◆ Problem description ◆
Pick out each line in the entries below that contains the string "plank" and copy those lines.

◆ Data entries ◆
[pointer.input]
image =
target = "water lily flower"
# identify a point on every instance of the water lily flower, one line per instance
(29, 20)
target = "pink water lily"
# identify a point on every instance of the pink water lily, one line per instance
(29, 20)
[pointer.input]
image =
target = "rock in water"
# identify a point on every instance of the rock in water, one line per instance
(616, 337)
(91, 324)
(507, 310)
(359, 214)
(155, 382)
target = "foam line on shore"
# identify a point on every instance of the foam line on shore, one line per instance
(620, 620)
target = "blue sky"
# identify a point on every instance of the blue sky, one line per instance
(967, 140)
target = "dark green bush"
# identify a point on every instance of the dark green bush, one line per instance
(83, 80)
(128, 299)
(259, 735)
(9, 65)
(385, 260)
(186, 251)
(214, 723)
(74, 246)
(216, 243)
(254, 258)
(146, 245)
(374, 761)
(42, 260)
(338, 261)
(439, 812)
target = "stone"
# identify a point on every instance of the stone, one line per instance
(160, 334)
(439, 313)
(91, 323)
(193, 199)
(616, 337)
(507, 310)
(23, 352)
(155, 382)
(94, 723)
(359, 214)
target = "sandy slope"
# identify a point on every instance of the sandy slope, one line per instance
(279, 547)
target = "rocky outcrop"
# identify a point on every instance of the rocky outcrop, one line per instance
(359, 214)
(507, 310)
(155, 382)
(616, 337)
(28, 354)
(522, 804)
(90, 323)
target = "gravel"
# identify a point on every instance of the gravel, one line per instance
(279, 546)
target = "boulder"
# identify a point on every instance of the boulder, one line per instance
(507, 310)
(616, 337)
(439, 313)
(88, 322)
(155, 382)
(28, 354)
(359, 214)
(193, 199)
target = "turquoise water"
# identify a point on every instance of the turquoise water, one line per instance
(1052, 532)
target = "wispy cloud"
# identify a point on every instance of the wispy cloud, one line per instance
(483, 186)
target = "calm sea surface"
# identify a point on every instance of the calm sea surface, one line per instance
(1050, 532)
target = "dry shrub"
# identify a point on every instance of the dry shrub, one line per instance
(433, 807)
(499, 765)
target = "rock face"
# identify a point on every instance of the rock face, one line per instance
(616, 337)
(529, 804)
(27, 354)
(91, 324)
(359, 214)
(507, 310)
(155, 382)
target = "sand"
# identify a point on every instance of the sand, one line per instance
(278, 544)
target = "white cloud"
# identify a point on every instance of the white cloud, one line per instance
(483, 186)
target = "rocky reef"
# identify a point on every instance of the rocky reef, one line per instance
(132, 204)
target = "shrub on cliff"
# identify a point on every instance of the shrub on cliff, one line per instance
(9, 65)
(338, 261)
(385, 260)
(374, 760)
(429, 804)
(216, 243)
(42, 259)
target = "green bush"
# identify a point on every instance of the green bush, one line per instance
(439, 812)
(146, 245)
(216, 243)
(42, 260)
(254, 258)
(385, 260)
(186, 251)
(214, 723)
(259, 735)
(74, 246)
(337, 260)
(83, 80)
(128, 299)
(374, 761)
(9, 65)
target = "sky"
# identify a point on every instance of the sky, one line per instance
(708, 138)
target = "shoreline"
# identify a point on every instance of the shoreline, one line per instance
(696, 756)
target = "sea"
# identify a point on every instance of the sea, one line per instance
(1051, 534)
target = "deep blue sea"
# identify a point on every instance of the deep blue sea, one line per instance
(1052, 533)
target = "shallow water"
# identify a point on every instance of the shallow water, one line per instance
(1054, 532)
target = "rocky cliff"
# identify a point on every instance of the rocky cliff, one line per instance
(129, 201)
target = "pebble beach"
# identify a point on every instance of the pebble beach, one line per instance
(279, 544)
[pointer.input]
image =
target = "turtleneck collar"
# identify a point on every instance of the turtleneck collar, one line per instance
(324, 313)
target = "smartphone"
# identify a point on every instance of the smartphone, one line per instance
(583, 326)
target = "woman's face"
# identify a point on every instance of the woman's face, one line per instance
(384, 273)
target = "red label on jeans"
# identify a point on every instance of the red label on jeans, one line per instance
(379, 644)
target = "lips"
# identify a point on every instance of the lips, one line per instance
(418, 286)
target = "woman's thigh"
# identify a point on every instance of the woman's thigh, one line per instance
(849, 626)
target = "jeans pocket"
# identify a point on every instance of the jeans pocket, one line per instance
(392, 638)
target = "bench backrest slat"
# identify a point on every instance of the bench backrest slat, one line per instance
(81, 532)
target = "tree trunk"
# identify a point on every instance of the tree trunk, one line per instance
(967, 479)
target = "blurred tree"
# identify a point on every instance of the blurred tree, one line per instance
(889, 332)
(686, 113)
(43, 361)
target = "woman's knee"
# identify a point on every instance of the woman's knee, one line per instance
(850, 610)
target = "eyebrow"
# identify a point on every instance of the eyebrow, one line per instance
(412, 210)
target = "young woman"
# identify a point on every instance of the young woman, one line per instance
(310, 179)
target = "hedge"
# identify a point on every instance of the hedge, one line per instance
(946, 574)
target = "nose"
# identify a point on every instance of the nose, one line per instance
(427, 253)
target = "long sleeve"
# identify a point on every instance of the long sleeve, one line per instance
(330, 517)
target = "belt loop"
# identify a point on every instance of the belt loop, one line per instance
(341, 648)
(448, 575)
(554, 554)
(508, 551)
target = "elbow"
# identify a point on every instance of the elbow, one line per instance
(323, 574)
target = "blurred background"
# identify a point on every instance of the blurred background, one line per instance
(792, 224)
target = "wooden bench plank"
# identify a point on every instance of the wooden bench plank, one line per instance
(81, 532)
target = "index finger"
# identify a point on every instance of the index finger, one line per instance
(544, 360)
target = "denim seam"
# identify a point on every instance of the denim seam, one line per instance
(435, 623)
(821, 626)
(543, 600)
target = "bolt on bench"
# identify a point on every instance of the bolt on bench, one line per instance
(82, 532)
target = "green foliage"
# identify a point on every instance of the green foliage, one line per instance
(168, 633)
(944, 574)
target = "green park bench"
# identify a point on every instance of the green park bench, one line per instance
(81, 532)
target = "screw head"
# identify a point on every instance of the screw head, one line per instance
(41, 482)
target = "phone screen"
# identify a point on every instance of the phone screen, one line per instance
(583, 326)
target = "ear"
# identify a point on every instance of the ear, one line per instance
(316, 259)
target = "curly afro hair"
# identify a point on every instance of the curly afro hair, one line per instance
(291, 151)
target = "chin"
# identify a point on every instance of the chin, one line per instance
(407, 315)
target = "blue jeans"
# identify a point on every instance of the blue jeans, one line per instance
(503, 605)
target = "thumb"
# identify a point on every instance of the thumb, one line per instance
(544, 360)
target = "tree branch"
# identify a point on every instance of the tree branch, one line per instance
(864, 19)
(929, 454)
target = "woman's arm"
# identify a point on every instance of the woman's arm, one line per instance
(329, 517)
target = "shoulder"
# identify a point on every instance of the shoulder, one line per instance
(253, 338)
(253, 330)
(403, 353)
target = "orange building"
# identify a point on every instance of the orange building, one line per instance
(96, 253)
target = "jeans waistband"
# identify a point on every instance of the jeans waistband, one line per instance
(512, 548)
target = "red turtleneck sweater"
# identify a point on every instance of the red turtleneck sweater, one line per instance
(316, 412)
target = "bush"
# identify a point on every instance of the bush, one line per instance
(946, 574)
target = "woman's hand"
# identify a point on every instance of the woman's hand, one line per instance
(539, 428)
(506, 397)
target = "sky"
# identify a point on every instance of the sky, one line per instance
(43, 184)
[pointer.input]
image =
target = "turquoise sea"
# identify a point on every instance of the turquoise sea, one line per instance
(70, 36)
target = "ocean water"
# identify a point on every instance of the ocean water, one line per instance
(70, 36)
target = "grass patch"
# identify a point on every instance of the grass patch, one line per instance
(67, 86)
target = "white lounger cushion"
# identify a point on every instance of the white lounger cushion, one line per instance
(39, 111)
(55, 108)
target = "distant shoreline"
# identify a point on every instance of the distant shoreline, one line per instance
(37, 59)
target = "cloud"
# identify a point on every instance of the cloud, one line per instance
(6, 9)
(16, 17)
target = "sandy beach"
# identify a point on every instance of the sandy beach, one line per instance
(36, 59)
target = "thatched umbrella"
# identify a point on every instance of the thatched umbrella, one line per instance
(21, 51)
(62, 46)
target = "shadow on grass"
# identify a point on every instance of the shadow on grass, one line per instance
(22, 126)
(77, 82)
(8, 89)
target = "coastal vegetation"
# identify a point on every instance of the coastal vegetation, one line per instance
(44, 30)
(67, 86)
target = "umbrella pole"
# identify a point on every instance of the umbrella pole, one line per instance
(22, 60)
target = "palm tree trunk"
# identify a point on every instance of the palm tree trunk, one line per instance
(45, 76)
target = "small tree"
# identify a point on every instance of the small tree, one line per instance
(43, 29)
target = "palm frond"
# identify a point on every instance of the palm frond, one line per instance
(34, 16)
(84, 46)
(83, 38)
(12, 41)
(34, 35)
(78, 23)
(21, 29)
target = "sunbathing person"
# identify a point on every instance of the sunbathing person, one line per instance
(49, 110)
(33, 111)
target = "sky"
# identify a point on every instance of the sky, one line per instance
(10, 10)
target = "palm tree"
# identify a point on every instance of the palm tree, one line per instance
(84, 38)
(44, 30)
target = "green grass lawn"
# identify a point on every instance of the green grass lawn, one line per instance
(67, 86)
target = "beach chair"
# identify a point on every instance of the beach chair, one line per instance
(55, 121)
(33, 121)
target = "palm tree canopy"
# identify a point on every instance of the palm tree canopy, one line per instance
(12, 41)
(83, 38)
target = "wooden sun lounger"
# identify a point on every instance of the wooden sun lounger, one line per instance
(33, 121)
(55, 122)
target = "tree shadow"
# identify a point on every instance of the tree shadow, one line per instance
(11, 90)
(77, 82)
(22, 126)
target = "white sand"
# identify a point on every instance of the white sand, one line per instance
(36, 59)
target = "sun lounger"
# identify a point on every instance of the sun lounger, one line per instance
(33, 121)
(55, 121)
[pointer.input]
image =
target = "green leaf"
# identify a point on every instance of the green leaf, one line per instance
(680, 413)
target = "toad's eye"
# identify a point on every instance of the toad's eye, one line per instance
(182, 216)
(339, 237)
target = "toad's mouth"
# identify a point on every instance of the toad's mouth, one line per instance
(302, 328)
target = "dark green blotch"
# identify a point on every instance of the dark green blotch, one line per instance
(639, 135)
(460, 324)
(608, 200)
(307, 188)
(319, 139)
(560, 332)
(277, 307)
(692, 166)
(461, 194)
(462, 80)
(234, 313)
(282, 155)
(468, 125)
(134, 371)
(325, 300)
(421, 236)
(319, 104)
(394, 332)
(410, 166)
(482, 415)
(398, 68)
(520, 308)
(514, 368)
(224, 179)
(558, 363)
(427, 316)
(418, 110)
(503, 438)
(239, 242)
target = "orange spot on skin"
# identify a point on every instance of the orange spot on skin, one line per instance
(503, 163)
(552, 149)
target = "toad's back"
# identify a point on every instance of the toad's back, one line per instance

◆ Answer for the task ◆
target = "wooden bench plank"
# identify a point on every instance of the wooden bench plank, one line per instance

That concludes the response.